## Fragmento del texto
==*==
La inacabable batalla política del Brexit representa una crisis política sin precedentes en el Reino Unido. La nefasta decisión de David Cameron de convocar un referéndum sobre la posible salida del país de la Unión Europea es quizás el peor error no forzado cometido por una gran potencia en las últimas cinco décadas, y la mayor estupidez perpetrada por un primer ministro británico desde la crisis de Suez.
La batalla en las últimas semanas se ha convertido en un extraño sainete constitucional, con el Ejecutivo perdiendo una votación parlamentaria tras otra, el Tribunal Supremo invalidando el cierre del legislativo, y una sucesión de primeros ministros que se ven incapaces de cerrar un acuerdo que haga feliz a nadie.
==*==
## Tarea A
Cuenta las líneas del listado que contienen la cadena "garage", distinguiendo entre mayúsculas y minúsculas, y responde únicamente con ese número.

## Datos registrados
==*==
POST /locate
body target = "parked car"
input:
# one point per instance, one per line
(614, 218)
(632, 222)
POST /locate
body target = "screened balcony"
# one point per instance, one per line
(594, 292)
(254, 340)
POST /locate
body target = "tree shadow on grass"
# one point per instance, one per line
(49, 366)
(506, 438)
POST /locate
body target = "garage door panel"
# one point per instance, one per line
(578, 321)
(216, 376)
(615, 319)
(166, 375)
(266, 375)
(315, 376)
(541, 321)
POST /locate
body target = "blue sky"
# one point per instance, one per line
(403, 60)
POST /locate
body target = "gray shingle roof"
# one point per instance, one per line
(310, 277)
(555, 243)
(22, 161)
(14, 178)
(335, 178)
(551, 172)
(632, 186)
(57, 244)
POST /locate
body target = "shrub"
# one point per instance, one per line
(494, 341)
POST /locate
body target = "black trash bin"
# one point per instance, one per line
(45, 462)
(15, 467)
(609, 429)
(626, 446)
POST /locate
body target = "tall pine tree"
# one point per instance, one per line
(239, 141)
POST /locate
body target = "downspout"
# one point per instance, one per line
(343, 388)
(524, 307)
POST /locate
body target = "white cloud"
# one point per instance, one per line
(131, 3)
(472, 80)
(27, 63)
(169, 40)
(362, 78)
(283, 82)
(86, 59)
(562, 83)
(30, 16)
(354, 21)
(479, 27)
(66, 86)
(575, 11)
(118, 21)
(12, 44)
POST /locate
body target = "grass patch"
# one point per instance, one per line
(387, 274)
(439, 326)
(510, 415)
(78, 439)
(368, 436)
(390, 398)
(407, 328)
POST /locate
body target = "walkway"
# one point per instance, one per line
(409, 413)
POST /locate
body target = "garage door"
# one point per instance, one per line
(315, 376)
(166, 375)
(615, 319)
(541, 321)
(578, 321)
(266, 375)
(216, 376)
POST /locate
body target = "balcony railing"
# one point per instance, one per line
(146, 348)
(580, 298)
==*==
## Tarea B
Devuelve literalmente el pasaje del texto sobre el Brexit que comienza con "La inacabable batalla" y continúa hasta "feliz a nadie.".

## Respuesta resuelta A
2

## Respuesta resuelta B
La inacabable batalla política del Brexit representa una crisis política sin precedentes en el Reino Unido. La nefasta decisión de David Cameron de convocar un referéndum sobre la posible salida del país de la Unión Europea es quizás el peor error no forzado cometido por una gran potencia en las últimas cinco décadas, y la mayor estupidez perpetrada por un primer ministro británico desde la crisis de Suez.
La batalla en las últimas semanas se ha convertido en un extraño sainete constitucional, con el Ejecutivo perdiendo una votación parlamentaria tras otra, el Tribunal Supremo invalidando el cierre del legislativo, y una sucesión de primeros ministros que se ven incapaces de cerrar un acuerdo que haga feliz a nadie.